■ What is being asked
List every line in the listing below that contains the word "frame", matching case exactly.

■ Raw data
- - - - -

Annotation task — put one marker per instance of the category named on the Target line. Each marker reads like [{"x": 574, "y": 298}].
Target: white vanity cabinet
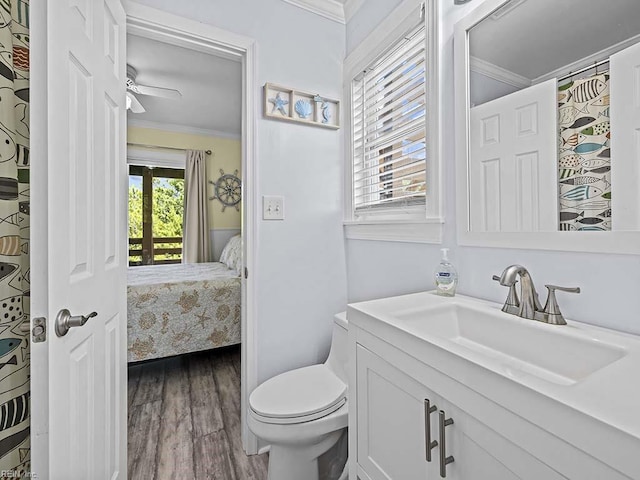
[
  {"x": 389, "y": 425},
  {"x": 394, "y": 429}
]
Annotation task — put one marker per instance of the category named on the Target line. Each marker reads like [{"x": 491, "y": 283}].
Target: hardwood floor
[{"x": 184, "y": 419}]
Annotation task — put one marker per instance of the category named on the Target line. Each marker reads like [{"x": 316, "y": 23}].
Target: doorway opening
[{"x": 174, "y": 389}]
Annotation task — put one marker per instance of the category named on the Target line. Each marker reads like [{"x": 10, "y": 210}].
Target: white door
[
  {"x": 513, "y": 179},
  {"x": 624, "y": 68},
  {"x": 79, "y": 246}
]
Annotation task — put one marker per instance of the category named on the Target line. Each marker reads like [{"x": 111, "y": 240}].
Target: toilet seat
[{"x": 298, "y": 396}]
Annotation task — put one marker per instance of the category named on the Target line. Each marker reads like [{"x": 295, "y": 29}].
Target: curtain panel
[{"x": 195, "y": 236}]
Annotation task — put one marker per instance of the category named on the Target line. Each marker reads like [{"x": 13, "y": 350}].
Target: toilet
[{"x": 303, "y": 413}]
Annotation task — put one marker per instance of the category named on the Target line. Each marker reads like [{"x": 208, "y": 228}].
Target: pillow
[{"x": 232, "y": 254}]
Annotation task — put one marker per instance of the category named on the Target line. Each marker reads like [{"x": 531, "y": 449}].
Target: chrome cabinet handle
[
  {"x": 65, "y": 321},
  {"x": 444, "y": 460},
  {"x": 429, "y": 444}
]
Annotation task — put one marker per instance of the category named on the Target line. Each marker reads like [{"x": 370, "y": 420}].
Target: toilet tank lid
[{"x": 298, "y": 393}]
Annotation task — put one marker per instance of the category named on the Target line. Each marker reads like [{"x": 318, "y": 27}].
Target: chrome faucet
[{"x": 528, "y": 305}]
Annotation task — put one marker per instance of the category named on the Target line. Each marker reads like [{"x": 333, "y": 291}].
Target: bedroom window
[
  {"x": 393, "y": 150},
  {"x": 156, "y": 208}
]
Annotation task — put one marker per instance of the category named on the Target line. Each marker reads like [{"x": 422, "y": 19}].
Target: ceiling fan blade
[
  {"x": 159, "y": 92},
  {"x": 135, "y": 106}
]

- - - - -

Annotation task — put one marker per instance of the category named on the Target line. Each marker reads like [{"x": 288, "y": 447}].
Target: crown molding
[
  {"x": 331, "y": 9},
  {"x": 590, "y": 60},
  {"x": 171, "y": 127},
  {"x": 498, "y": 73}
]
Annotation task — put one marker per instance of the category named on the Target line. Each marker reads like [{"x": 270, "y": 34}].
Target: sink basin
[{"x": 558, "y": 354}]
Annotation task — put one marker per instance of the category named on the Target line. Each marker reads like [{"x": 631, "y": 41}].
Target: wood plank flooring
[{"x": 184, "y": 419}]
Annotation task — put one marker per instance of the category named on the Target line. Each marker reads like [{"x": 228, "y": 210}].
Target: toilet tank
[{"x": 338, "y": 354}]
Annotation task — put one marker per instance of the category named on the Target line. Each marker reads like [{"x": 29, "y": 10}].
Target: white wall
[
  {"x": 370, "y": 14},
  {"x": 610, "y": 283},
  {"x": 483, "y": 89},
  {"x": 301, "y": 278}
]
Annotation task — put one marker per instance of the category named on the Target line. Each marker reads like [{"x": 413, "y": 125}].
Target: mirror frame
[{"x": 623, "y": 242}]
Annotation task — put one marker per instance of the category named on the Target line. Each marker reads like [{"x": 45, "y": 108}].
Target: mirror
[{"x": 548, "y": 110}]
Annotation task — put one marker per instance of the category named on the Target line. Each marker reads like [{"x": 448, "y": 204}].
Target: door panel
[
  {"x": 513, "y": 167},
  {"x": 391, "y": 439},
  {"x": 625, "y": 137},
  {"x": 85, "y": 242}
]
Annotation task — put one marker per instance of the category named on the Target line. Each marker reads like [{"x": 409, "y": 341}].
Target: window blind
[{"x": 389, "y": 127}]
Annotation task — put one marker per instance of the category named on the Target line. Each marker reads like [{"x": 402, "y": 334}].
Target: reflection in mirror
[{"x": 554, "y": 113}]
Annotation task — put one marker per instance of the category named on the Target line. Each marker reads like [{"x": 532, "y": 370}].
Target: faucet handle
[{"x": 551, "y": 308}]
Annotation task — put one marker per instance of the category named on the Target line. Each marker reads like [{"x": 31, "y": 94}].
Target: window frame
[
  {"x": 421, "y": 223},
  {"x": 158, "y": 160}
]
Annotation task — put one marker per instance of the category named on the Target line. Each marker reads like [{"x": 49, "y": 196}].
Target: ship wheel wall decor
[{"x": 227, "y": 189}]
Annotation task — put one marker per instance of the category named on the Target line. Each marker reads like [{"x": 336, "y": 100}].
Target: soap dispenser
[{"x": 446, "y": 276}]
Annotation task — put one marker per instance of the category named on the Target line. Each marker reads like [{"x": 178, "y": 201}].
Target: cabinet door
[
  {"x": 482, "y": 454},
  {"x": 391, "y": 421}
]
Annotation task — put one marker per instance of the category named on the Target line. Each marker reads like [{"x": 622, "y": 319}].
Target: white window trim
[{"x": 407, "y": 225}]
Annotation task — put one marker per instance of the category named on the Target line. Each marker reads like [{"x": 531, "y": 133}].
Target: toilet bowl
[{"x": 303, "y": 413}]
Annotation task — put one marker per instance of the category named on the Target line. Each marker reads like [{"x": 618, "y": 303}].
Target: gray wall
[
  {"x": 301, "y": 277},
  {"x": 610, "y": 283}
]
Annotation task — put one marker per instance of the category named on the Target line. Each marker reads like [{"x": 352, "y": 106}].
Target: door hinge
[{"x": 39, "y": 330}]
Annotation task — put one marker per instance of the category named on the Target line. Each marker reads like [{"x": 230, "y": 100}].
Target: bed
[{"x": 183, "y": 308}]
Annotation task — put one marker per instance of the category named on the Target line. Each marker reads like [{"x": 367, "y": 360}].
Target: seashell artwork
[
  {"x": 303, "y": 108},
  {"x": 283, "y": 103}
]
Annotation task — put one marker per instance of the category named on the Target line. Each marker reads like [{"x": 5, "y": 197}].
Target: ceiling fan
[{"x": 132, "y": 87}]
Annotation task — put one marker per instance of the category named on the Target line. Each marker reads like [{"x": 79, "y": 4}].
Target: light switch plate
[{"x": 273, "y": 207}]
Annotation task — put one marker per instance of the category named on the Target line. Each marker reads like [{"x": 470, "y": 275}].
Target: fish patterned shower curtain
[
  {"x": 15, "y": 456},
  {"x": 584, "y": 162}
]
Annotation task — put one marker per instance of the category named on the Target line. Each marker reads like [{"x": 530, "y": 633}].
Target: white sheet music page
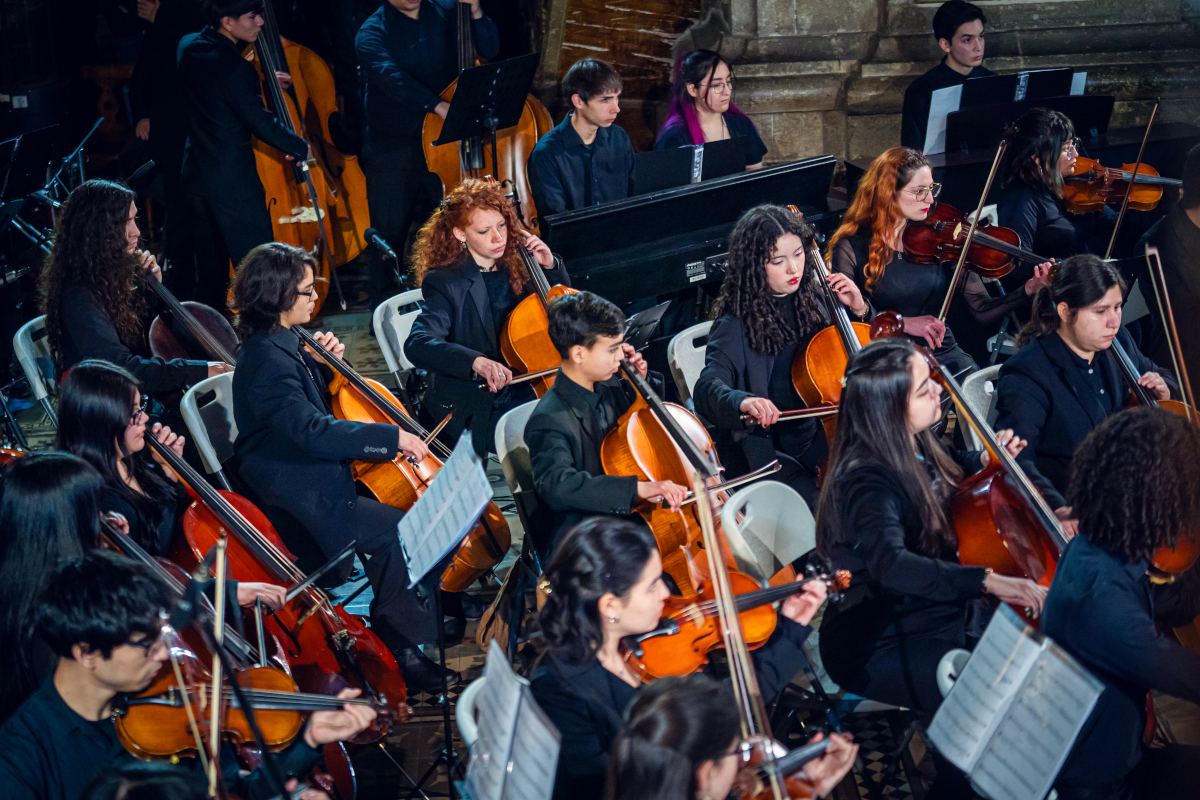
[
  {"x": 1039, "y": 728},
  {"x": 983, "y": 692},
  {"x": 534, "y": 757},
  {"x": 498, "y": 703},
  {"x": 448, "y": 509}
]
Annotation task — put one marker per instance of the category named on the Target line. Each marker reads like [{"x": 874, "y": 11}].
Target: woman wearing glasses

- - - - -

■ Result of the exercise
Target: mirror frame
Target: window frame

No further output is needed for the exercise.